**Ausgewählter Auszug:**

**********

Champions League:Der Stoiker ermahnt die Bayern

Vor der Champions-League-Partie gegen Eindhoven lässt Carlo Ancelotti seine Spieler im Hotel übernachten - das ist keineswegs als Belohnung zu verstehen.

Von Jonas Beckenkamp

Wann hat der ruhmreiche FC Bayern zuletzt vier Mal hintereinander nicht gewonnen? Nachforschungen zu dieser Frage führen Interessierte zu einem Stürmer namens Raúl Bobadilla, der im Mai 2015 mit seinem 1:0 für den FC Augsburg Unvorstellbares vollbrachte: Er verpasste den Münchnern damals die vierte Pleite in Serie. Dortmund im Pokal, Leverkusen in der Liga, Barcelona in der Champions League und eben auswärts in Augsburg - diese Gegner hatten Guardiolas Bayern binnen drei Wochen eine ganze Saison versaut.

**********

**Vorliegende Einträge:**
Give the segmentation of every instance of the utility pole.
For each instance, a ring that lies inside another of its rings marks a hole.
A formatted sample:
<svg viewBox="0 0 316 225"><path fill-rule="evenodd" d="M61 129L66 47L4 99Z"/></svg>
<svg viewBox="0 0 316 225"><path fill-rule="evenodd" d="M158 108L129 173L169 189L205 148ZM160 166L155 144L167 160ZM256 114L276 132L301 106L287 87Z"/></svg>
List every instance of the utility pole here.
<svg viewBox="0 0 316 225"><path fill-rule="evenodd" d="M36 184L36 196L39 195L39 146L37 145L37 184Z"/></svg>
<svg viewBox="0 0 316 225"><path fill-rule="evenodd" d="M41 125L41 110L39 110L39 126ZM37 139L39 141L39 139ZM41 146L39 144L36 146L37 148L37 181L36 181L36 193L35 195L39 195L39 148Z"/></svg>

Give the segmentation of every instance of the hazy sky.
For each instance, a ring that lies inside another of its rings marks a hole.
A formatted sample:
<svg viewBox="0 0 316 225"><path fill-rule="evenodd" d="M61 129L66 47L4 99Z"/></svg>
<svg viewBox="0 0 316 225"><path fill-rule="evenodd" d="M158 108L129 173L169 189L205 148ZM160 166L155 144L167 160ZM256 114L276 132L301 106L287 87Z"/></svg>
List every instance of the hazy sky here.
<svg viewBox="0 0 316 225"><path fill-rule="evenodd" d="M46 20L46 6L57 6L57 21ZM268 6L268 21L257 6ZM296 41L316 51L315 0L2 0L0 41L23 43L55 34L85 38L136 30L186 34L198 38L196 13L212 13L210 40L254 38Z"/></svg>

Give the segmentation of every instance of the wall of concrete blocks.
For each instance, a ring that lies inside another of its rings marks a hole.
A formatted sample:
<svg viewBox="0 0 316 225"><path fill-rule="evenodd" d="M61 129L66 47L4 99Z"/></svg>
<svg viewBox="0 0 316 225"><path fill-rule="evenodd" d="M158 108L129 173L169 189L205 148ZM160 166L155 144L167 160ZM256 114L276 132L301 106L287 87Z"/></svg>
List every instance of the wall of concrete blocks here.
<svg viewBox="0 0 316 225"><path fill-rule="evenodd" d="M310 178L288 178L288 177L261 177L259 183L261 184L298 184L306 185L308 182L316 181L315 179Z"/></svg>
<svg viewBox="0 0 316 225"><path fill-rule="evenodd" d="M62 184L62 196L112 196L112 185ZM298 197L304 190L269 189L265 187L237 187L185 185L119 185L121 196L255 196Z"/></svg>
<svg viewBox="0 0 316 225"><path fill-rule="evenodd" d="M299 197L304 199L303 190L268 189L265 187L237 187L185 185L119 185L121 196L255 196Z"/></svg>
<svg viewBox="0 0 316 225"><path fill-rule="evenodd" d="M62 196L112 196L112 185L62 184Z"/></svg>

**********

Schreibe aus dem Auszug über den FC Bayern alles von „Champions League:Der Stoiker“ bis hinunter zu „eine ganze Saison versaut.“ wortgetreu ab.

Champions League:Der Stoiker ermahnt die Bayern

Vor der Champions-League-Partie gegen Eindhoven lässt Carlo Ancelotti seine Spieler im Hotel übernachten - das ist keineswegs als Belohnung zu verstehen.

Von Jonas Beckenkamp

Wann hat der ruhmreiche FC Bayern zuletzt vier Mal hintereinander nicht gewonnen? Nachforschungen zu dieser Frage führen Interessierte zu einem Stürmer namens Raúl Bobadilla, der im Mai 2015 mit seinem 1:0 für den FC Augsburg Unvorstellbares vollbrachte: Er verpasste den Münchnern damals die vierte Pleite in Serie. Dortmund im Pokal, Leverkusen in der Liga, Barcelona in der Champions League und eben auswärts in Augsburg - diese Gegner hatten Guardiolas Bayern binnen drei Wochen eine ganze Saison versaut.